The exercise: Reproduce all of the data below word for word, leaving out the pictures.

Source data:
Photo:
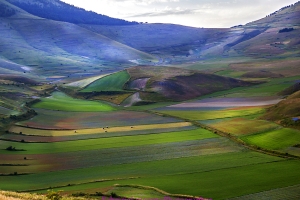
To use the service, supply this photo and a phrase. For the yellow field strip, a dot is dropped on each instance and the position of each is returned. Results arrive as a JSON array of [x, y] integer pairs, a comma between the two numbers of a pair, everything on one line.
[[40, 132]]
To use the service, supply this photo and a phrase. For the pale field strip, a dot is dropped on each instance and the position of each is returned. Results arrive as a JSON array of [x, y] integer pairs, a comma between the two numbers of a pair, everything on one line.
[[40, 132], [85, 82]]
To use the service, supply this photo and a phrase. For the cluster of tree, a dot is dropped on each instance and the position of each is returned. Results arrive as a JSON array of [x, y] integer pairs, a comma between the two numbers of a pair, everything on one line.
[[6, 11], [286, 30], [60, 11], [283, 8]]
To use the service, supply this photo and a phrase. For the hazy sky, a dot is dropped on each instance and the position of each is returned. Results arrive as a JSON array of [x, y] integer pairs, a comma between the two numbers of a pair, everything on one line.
[[197, 13]]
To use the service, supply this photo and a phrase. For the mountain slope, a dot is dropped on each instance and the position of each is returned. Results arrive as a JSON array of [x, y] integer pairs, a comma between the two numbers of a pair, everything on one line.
[[60, 11], [58, 49], [256, 39]]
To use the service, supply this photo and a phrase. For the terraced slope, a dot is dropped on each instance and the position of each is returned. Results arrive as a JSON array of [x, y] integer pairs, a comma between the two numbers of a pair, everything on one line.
[[179, 84], [63, 49]]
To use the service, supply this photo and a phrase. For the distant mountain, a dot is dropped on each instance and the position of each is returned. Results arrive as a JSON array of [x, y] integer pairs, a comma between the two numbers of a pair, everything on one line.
[[54, 50], [60, 11], [259, 39]]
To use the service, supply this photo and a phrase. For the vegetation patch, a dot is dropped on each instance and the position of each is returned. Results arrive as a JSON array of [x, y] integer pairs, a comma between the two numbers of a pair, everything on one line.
[[113, 82], [243, 126], [86, 120], [274, 140], [60, 101], [216, 114], [106, 129], [113, 142]]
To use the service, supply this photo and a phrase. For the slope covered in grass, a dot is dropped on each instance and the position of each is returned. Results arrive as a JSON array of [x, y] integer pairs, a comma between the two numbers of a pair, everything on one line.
[[113, 82], [276, 139], [60, 101]]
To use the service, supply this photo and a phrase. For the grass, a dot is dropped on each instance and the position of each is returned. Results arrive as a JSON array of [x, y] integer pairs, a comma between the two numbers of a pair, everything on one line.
[[291, 192], [274, 140], [243, 126], [270, 88], [60, 101], [83, 120], [113, 82], [216, 114], [104, 143], [84, 82], [217, 184], [55, 133], [206, 165]]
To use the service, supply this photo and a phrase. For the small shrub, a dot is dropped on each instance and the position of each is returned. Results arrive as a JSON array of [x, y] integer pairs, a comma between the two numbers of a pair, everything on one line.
[[113, 195], [286, 30], [52, 195], [79, 194]]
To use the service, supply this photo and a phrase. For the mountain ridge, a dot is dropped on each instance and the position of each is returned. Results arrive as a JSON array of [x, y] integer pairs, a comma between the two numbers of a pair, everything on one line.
[[60, 11]]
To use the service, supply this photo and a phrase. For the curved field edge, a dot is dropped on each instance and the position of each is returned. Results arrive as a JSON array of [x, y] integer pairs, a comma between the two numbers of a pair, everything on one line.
[[104, 143], [246, 180], [112, 82], [290, 192], [143, 192], [41, 132], [85, 82], [216, 114], [62, 102], [274, 140]]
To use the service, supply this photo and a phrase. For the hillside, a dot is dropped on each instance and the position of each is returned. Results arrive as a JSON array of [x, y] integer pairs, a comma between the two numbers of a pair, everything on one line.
[[156, 84], [64, 50], [286, 112], [60, 11], [176, 44]]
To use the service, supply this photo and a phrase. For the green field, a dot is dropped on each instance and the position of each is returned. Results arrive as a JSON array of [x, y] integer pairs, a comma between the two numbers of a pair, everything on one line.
[[216, 184], [217, 114], [291, 192], [62, 102], [275, 140], [160, 168], [113, 82], [243, 126], [114, 142]]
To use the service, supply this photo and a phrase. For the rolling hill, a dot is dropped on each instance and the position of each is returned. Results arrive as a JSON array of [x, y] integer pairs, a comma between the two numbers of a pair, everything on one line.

Solution:
Photo:
To use the service, supply this photo and a phrase. For the yellow field strip, a dot is dropped on each instance and the position of each is returned. Results arrive as a JSON array of [x, y] integer pairs, a comma between the two numbers of a pair, everything on one line.
[[40, 132]]
To use the service, supply this photo and a phrase. For the pale field strip, a dot is dropped on each instance and the position of each is returned. Results arrive as a JSON array of [x, y] integer pairs, a comma between the two numbers of a pair, everything on one line.
[[40, 132], [85, 82]]
To use the service, supply this photo and a phrase. For the cluster of tree, a dot is dropped on each instance and the position of each is returned. Results arrive as a JSON array of [x, y] integer pairs, a comma between the two numbers of a pair, everything on one line.
[[6, 11], [286, 30], [60, 11], [283, 8]]
To use the service, supply this photo and a phrase. For the hazy sky, a dot is dropped on each instance and the position of each is returned. Results arrive as a JSON array of [x, y] integer pairs, a comma between the two numbers of a pair, everything on one line.
[[197, 13]]
To use the service, supply this photo and a phrase. For the mountain slope, a dot is dropped on each instance and the position of each is returned. Results arrive as a JSON array of [x, y] integer pairs, a comma between the two numbers of a pair, everything on one line.
[[60, 11], [58, 49], [256, 39]]
To use the service, supply this photo and a phrase. For the terraced slope, a dot is dropped on each instance and the position of each is returned. Results arrive as a JSON array of [x, y] integer pairs, a comma between the two numbers of a pair, everything on one line.
[[179, 84], [63, 49]]
To use the service, supply this photo and a phrase. For the distant mountain, a dot is dropped on each instance and the position of each is returned. Results arrive as a JSON array of [x, y] integer pairs, a comma between the two numbers of a pair, everything on one line.
[[54, 50], [60, 11], [259, 39]]
To use the service, supply this photo and a phrase. For the vegetation patch, a dot is dropped on each instance and the position of each is returned. Results arrive as a JSON array of [x, y] integer pairs, a comma between the two numbers of a pair, everything on one line.
[[113, 82], [243, 126], [86, 120], [274, 140], [60, 101], [216, 114], [106, 129], [113, 142]]
To use the service, supply this photo and a phrase. For the slope covered in grass, a dot is dropped on each instance and the position of each is returned. Results arrive as a JSON array of [x, y] integer pairs, a comma between the two numbers of a pair, everything on one line.
[[113, 82], [276, 139], [60, 101]]
To use the service, supply this photo and a phrase. For the grass, a dot is dropped on each instance and the position of each is returned. Results arrive as a JSON array of [x, y] integer pairs, a comma between the two numbers of a pair, everything on one line.
[[291, 192], [274, 140], [243, 126], [270, 88], [60, 101], [83, 120], [113, 82], [216, 114], [104, 143], [84, 82], [217, 184], [55, 133], [206, 165]]
To use the service, supply this photo and a phrase. For the small shrub, a dot is dropped on each instance and the position of each is returned. Results arrive as a JSON array of [x, y] integer pairs, a comma between the two numbers of a pair, everything on one line.
[[113, 195], [286, 30], [52, 195], [79, 194]]
To use the service, supply this photo and a phrase. For the mountain ridge, a dot is dropped on each instance and the position of each is returned. Results arrive as a JSON array of [x, y] integer pairs, a comma between the two numbers of a pair, everything on one line.
[[60, 11]]
To use the service, supply this photo and a phrase. For the curved field edge, a dot is dropped on each instance and the position of each is returned. Results arrive as a JSON array of [x, y] integer pairs, a comma between the two numbers of a pair, everything on one line.
[[104, 143], [246, 180], [112, 82], [290, 192], [143, 192], [41, 132], [85, 82], [216, 114], [62, 102], [274, 140]]
To use the service, supply this photo and a phrase. For the hillside, a dot is dropped on each instance and the position of each is returned. Results arrive as a JSON array of [x, y] integer pairs, a comma between the two numbers of a pair, everything on one line.
[[156, 84], [64, 50], [286, 112], [60, 11], [176, 44]]
To use the service, supply this photo and a phrase. For the green field, a dot is dropped on each instance and the position of each is returned. Results arrive as a JSON array of [x, y] integer pairs, a comma between the two numbers of a pair, everything on one line.
[[216, 184], [217, 114], [291, 192], [62, 102], [275, 140], [160, 168], [113, 82], [243, 126], [114, 142]]
To use the service, supply this photo and a phrase. For the rolling hill, a dot is dropped on each instance and the position of each is returned. Results arrive as a JSON array of [x, y] integer pairs, a comma between the two numbers of a pair, everything on one line.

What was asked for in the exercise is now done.